▶ [Tasks to complete]
1. In the opinion piece on Ireland's place in the EU, what vessel did Prince Henry's Portugal develop, and what was it based on?
2. Write a continuation of the opinion piece on Ireland's place in the EU, beginning right after its final sentence.

New economic order makes Ireland's place in EU vital
The only way the State can ensure its voice is heard, and its concerns addressed in the G20, is through a functioning EU, writes TONY KINSELLA
MICHEÁL Mac LIAMMÓIR once observed that “nations are like people in slow motion”. Applying that metaphor to groups of nations suggest almost imperceptible progress.
Internally-driven change and reform is often so incremental that it becomes almost invisible. Change driven by external crises is usually more dramatic, and more obvious – as in the current transformation of global power. The contrast between the speed of the transformation and the longevity of the previous system is truly stark.
Our now-defunct former global system began on May 25th, 1420, and ended on October 17th, 1973. These 5½ centuries opened with the appointment of Portugal’s Prince Henry (the Navigator) to handle his country’s exploration programme. They closed with the decision of Opec ministers to raise oil prices, reduce production and introduce embargoes.
Henry’s Portugal developed a new vessel, the caravel, based on an Arab design and funded a generation of explorers which would “discover” much of the non-European world. The most famous of these, the Genoan Christopher Columbus, making his historic landfall somewhere in the Bahamas on October 12th, 1492.
This laid the basis for a Euro-centric, predominantly white and Christian world order of European states. Their migrants founded places such as the USA and Canada.

▶ [Rows]
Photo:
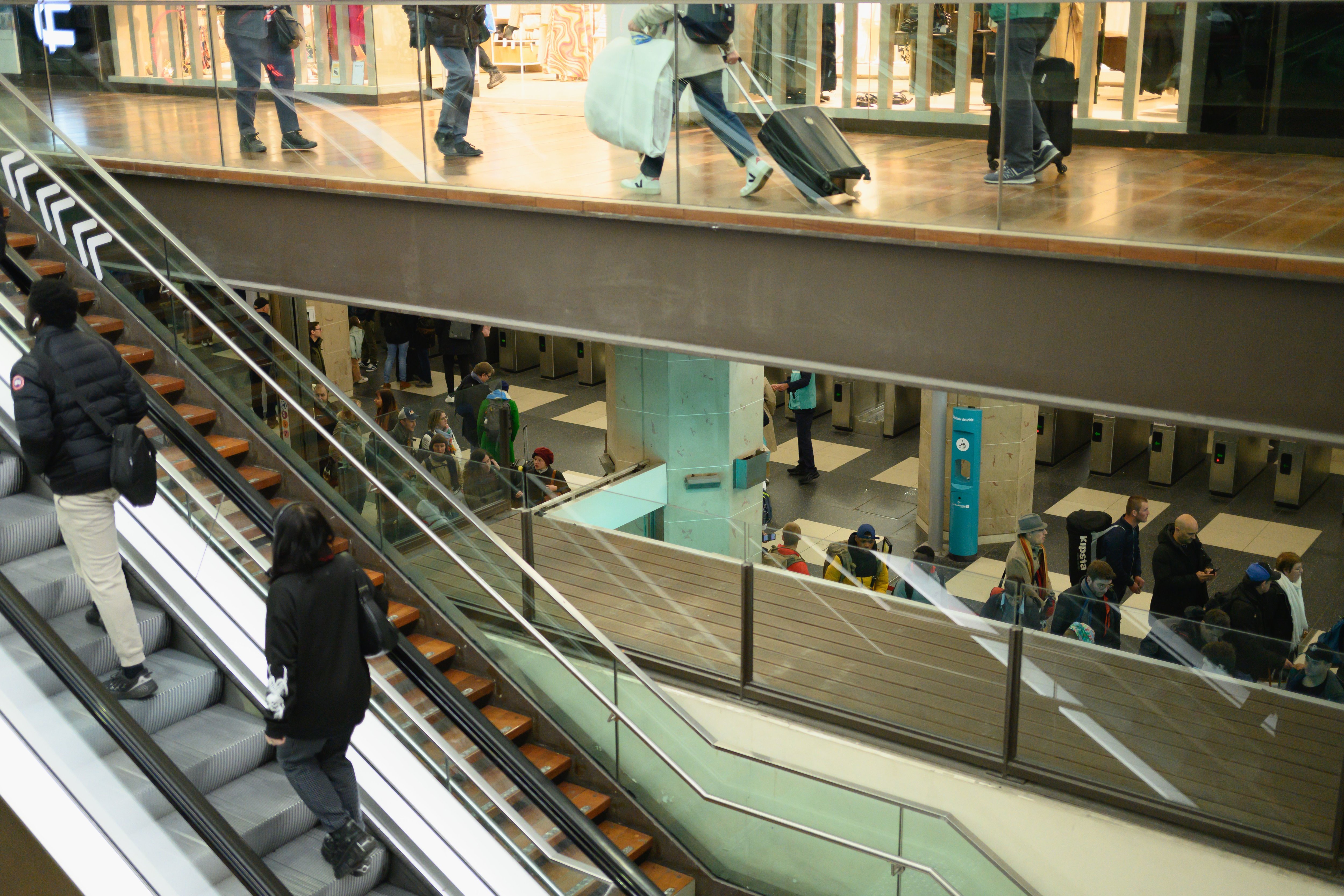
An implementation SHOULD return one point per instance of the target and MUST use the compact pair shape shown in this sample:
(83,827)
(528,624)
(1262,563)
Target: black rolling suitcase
(1056,91)
(808,147)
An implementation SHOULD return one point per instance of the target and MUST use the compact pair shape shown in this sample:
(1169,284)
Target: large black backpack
(709,22)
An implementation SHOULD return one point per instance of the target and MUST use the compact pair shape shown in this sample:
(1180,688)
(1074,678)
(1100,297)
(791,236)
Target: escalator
(544,687)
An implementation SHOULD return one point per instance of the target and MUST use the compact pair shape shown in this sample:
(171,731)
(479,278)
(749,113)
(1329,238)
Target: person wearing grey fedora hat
(1027,561)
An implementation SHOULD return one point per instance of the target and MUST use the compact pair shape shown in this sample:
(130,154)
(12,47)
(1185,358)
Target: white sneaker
(643,185)
(759,173)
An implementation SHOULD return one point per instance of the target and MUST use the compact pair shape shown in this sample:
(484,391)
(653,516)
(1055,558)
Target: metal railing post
(1013,698)
(745,659)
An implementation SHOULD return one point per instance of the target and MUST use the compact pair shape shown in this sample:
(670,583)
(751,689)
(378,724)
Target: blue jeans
(457,95)
(1021,119)
(251,56)
(709,96)
(396,362)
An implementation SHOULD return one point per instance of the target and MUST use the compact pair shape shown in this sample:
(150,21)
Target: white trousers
(89,529)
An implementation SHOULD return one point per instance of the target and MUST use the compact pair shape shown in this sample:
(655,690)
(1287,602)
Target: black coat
(1263,628)
(57,437)
(1175,584)
(312,643)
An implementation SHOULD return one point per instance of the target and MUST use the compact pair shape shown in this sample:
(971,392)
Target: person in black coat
(318,681)
(1263,623)
(61,442)
(1182,570)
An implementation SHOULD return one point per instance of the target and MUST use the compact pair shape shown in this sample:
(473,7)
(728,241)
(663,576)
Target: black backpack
(709,22)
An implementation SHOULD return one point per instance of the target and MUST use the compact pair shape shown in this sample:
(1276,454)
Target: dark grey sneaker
(123,688)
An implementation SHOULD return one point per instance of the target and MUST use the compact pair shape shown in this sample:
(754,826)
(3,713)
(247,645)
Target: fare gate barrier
(1302,471)
(558,356)
(1061,433)
(519,351)
(1174,452)
(1116,442)
(592,360)
(1237,461)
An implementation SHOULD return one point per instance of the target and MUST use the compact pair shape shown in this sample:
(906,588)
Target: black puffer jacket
(57,437)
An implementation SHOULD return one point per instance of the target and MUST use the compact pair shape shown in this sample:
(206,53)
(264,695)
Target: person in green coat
(496,425)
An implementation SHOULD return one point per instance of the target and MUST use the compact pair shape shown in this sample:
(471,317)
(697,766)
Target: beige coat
(691,58)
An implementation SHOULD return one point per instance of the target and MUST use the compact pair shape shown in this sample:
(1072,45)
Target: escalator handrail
(526,625)
(167,418)
(226,843)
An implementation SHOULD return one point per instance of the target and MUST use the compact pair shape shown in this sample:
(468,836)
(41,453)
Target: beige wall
(1007,463)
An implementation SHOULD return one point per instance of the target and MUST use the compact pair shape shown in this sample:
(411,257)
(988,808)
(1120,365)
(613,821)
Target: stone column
(1007,464)
(695,416)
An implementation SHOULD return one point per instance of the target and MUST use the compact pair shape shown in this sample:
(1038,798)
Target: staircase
(272,484)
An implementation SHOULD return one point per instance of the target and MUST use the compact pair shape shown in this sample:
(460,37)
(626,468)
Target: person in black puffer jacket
(61,442)
(316,677)
(453,31)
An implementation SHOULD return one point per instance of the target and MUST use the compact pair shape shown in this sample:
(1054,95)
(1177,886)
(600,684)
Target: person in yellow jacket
(857,563)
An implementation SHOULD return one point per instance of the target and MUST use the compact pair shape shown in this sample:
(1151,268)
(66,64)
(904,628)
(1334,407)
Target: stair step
(166,385)
(670,882)
(630,841)
(474,687)
(136,354)
(433,649)
(401,615)
(589,802)
(105,326)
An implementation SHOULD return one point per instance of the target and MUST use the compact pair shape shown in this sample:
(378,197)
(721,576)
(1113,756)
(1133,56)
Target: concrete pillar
(695,416)
(1007,464)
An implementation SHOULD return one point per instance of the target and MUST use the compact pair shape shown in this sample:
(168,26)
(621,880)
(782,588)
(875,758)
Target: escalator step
(589,802)
(630,841)
(27,526)
(670,882)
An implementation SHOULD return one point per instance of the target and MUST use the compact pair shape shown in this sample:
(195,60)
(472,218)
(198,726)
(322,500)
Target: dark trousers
(323,778)
(807,463)
(251,56)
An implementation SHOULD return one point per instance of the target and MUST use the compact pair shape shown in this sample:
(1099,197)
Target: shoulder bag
(132,469)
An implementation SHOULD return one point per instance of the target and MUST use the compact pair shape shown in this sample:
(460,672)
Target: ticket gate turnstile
(1303,468)
(901,409)
(1116,442)
(519,351)
(558,356)
(855,406)
(1061,433)
(1237,461)
(1174,452)
(592,359)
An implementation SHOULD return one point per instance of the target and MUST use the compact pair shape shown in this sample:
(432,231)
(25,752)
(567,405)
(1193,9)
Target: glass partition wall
(1162,113)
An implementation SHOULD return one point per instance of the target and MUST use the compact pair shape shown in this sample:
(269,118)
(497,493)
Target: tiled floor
(830,456)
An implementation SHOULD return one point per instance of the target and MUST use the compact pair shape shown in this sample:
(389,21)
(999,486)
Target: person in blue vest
(803,402)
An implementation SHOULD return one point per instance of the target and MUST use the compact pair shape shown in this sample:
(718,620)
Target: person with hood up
(857,563)
(496,426)
(1027,561)
(1263,623)
(787,555)
(1182,569)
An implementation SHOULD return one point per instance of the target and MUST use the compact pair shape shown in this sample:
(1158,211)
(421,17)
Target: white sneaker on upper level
(759,173)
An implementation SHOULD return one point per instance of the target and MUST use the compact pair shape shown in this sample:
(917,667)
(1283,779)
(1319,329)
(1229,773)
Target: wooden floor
(1279,204)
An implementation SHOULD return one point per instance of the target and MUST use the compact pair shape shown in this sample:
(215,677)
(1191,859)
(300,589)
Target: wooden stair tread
(401,615)
(474,687)
(166,385)
(136,354)
(630,841)
(589,802)
(550,763)
(46,268)
(670,882)
(103,324)
(433,649)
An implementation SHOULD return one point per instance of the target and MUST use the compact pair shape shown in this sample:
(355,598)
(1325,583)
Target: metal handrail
(616,712)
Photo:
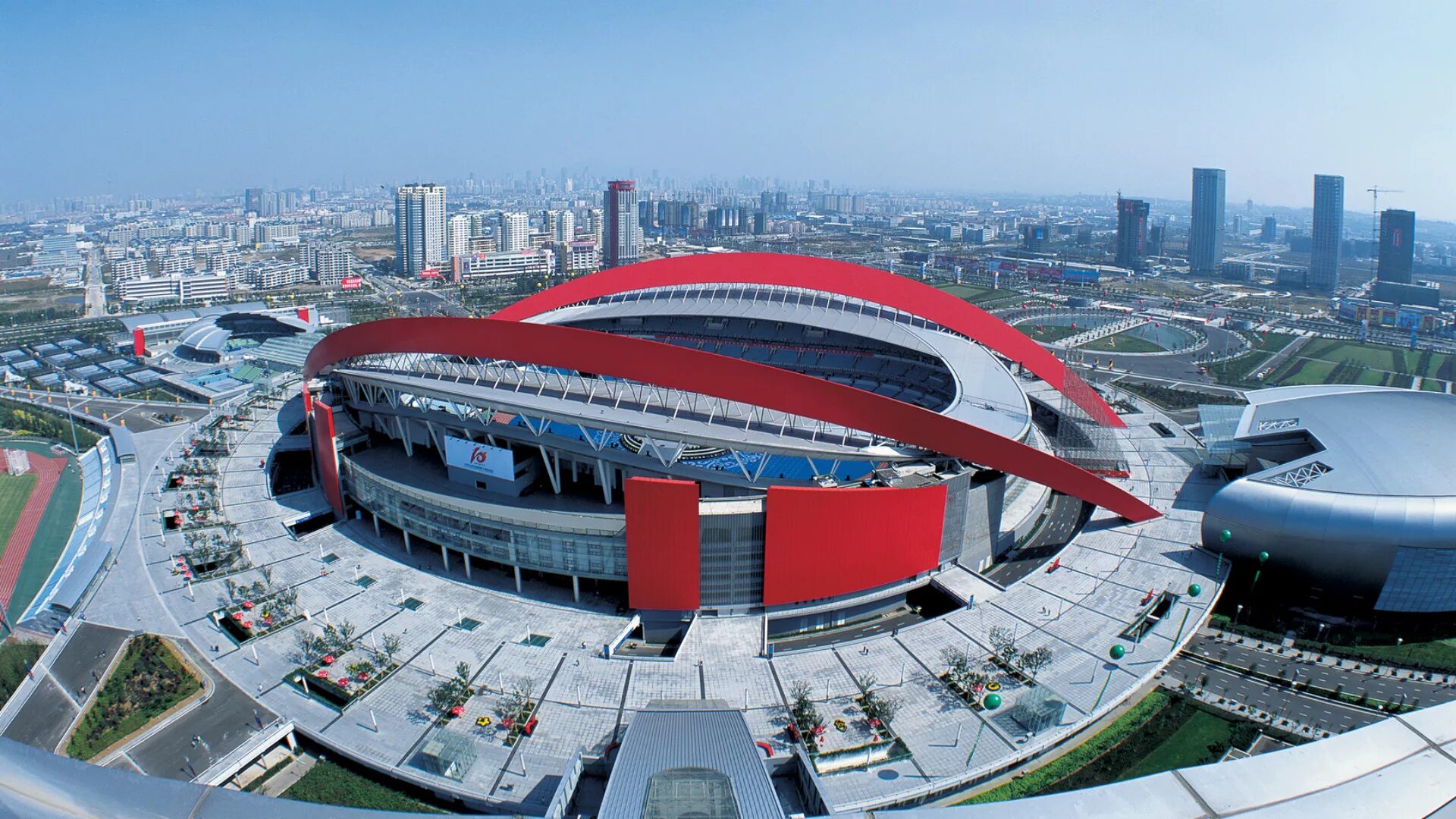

▶ [Answers to each task]
1. The caravel, based on an Arab design.

2.
The 1973 Opec decisions quadrupled oil prices from $3 to $12 a barrel in less than a year, rocked the world’s financial systems, highlighted how unsustainable our energy-squandering economies had become and signalled the end of the old world order.
Not all of this was immediately obvious and little of it was welcomed. One of the old order’s responses was to “circle the wagons”. In 1975 president Giscard d’Estaing of France invited leaders of the world’s major economies to an informal summit meeting in Rambouillet. This summit launched an annual event which would become known as the G7.
Japan’s economic clout as the world’s second largest economy ensured its participation. The other six members – Canada, France, Germany, Italy, the UK and the USA – were the direct descendants of the power system Prince Henry had launched in 1420.
Russia’s participation from 1997 onwards transformed it into the G8 but did nothing to alter the underlying assumption that this group not only could, but somehow should, set our planet’s economic agenda.
The G7 only partially reflected global economic realities at its inception. As the years passed it became totally out of synch with such realities. History tells us that reality always, if sometimes slowly, trumps custom and practice.
On the eve of our millennium in December 1999, almost unnoticed, a reality-reflecting structure emerged with the founding G20 at a meeting of finance ministers in Berlin. The relative anonymity of that event stands in sharp contrast with the glare of attention focused on the G20 summit in Pittsburgh last week.
Argentina, Australia, Brazil, China, India, Indonesia, Mexico, Saudi Arabia, South Africa, South Korea, and Turkey have joined the G8 to create what has now become the primary economic policy body on our planet. Spain and the Netherlands have so far managed to have themselves invited.
The picture is completed by the inclusion of the United Nations, the World Bank, the International Monetary Fund, the World Trade Organisation, the European Union, Association of Southeast Asian Nations and Africa’s New Partnership for Africa’s Development.
In all, G20 members represent about 90 per cent of global GDP, 80 per cent of world trade, and about two-thirds of the planet’s population.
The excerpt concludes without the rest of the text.